• **Given records**
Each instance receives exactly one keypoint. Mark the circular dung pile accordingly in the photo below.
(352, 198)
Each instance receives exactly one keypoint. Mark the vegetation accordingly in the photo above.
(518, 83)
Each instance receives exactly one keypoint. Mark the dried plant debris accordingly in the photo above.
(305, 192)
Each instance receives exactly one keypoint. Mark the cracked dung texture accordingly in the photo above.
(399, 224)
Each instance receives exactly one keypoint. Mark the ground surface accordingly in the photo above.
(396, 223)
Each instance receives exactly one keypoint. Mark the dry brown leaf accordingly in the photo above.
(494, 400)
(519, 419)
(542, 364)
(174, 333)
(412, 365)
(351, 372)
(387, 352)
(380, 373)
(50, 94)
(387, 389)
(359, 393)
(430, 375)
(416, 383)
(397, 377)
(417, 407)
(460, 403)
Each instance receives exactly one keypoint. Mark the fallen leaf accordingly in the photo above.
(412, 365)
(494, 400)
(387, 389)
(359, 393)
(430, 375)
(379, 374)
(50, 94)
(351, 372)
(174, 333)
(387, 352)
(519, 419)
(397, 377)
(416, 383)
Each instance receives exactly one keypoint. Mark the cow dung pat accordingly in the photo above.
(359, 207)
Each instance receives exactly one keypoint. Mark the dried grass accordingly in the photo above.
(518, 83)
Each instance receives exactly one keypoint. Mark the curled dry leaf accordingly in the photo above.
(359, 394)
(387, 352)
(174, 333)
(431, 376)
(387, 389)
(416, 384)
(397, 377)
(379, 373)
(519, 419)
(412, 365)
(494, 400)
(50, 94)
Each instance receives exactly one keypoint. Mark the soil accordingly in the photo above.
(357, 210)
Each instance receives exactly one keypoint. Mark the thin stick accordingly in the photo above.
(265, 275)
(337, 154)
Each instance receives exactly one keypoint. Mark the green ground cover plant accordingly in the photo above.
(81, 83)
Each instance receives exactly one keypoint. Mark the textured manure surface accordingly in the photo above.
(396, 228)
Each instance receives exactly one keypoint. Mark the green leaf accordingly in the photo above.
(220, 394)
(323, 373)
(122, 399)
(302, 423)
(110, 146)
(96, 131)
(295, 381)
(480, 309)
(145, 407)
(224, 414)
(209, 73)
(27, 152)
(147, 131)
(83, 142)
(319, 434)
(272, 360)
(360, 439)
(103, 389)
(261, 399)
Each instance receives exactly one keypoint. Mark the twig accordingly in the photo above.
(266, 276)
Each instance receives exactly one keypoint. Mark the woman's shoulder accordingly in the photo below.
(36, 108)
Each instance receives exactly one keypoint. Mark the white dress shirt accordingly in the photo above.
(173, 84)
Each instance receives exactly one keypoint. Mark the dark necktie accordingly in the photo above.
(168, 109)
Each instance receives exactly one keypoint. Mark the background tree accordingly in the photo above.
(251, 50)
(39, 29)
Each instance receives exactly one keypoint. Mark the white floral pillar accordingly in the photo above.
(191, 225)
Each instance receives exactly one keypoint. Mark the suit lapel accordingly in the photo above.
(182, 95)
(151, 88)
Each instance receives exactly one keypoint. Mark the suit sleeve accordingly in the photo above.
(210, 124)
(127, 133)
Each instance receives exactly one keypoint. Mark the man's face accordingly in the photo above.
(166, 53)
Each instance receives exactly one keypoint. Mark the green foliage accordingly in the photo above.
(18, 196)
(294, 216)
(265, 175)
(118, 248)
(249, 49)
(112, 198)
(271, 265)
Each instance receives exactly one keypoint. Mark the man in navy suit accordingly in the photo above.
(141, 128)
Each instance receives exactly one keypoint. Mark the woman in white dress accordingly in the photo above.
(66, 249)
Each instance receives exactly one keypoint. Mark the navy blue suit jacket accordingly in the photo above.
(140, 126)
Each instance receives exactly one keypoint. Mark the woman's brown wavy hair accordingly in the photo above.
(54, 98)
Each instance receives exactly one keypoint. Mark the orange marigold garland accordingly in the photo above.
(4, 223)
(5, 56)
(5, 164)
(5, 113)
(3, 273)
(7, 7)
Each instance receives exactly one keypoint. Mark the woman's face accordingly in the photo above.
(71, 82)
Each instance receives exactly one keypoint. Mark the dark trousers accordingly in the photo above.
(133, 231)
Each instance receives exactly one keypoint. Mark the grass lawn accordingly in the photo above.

• **Written request**
Can you write out all of the material above again, swapping "keypoint" for "marker" and leaving everything else unchanged?

• **Answer for the task**
Each instance receives exactly one marker. Mark the circular dung pile accordingly in the photo below.
(352, 198)
Each instance receives exactly one marker. Mark the vegetation accordingly in the photo above.
(518, 83)
Each instance receives exactly one marker. Mark the dried plant debris accordingly in the photo above.
(305, 192)
Each instance receives exactly one marker. Mark the cracked dung texture accordingly in the photo above.
(399, 224)
Each instance receives exactly one marker. Mark the ground surface accordingly in the photo above.
(396, 223)
Each instance receives exactly one marker. Mark the dry brown leaf accordingly in the photo above.
(494, 400)
(519, 419)
(542, 364)
(174, 333)
(412, 365)
(351, 372)
(387, 352)
(380, 373)
(50, 94)
(387, 389)
(359, 393)
(430, 375)
(416, 383)
(397, 377)
(417, 407)
(460, 403)
Each instance receives exactly one marker. Mark the fallen leaf accordingly in the photo above.
(412, 365)
(494, 400)
(387, 389)
(359, 393)
(430, 375)
(379, 374)
(50, 94)
(351, 372)
(174, 333)
(387, 352)
(519, 419)
(397, 377)
(416, 383)
Each instance receives exactly one marker. Mark the cow dung pat accordingly in the photo above.
(359, 207)
Each instance receives exactly one marker. Mark the dried grass accordingly in the photo above.
(518, 83)
Each instance receives exactly one marker. Mark the curled dry leaf accordingly in the photo above.
(359, 394)
(387, 352)
(174, 333)
(431, 376)
(387, 389)
(416, 384)
(397, 377)
(379, 373)
(519, 419)
(412, 365)
(494, 400)
(50, 94)
Each instance receives exactly one marker. Mark the soil accordingly in the photo above.
(357, 210)
Each instance receives exactly one marker. Mark the thin stick accordingly in the photo above.
(265, 275)
(337, 154)
Each instance receives exactly one marker. Mark the green ground cover plant accordingly in the photo above.
(81, 83)
Each instance receives exactly one marker. Mark the textured manure surface accordingly in the photo above.
(396, 228)
Each instance receives exactly one marker. Mark the green leaf accordingly in the photo above.
(220, 394)
(323, 373)
(122, 399)
(302, 423)
(110, 146)
(96, 131)
(295, 381)
(480, 309)
(145, 407)
(224, 414)
(209, 73)
(27, 152)
(147, 131)
(83, 142)
(319, 434)
(272, 360)
(360, 439)
(103, 389)
(261, 399)
Each instance receives exactly one marker. Mark the twig accordingly in the photo above.
(266, 276)
Each instance receives exactly one marker. Mark the woman's shoulder accordingly in the photo below.
(36, 108)
Each instance receives exactly one marker. Mark the white dress shirt accordingly in the photo above.
(173, 84)
Each instance receives exactly one marker. Mark the dark necktie accordingly in the photo above.
(168, 109)
Each instance receives exactly one marker. Mark the background tree accordingly in the photo above.
(251, 50)
(39, 29)
Each instance receives exactly one marker. Mark the white floral pillar accordingly in the photo above.
(191, 225)
Each instance receives exactly one marker. Mark the suit lapel accordingly in the photo above.
(182, 95)
(151, 88)
Each instance receives exactly one marker. Mark the suit sleeve accordingly in the photo above.
(210, 124)
(127, 133)
Each instance receives exactly one marker. Mark the man's face accordingly in the photo above.
(166, 53)
Each instance receives exactly one marker. Mark the green foliage accordingly in the photo above.
(18, 196)
(294, 216)
(265, 175)
(118, 248)
(249, 49)
(112, 198)
(271, 265)
Each instance receives exactly one marker. Mark the man in navy suit accordingly in the photo above.
(141, 128)
Each instance receives exactly one marker. Mark the woman in white dress accordingly in the photo above.
(66, 249)
Each instance receives exactly one marker. Mark the navy blue suit jacket accordingly in the photo above.
(140, 126)
Each instance receives exactly one marker. Mark the woman's brown wavy hair accordingly in the photo above.
(54, 98)
Each instance receives exactly one marker. Mark the orange marigold garland accordingly in the photo above.
(4, 223)
(5, 56)
(5, 164)
(5, 113)
(3, 273)
(7, 7)
Each instance receives exactly one marker. Mark the woman's face accordingly in the photo above.
(71, 82)
Each instance receives exactly one marker. Mark the dark trousers accordingly in the photo above.
(133, 231)
Each instance receives exactly one marker. Mark the grass lawn accordingly in the photo above.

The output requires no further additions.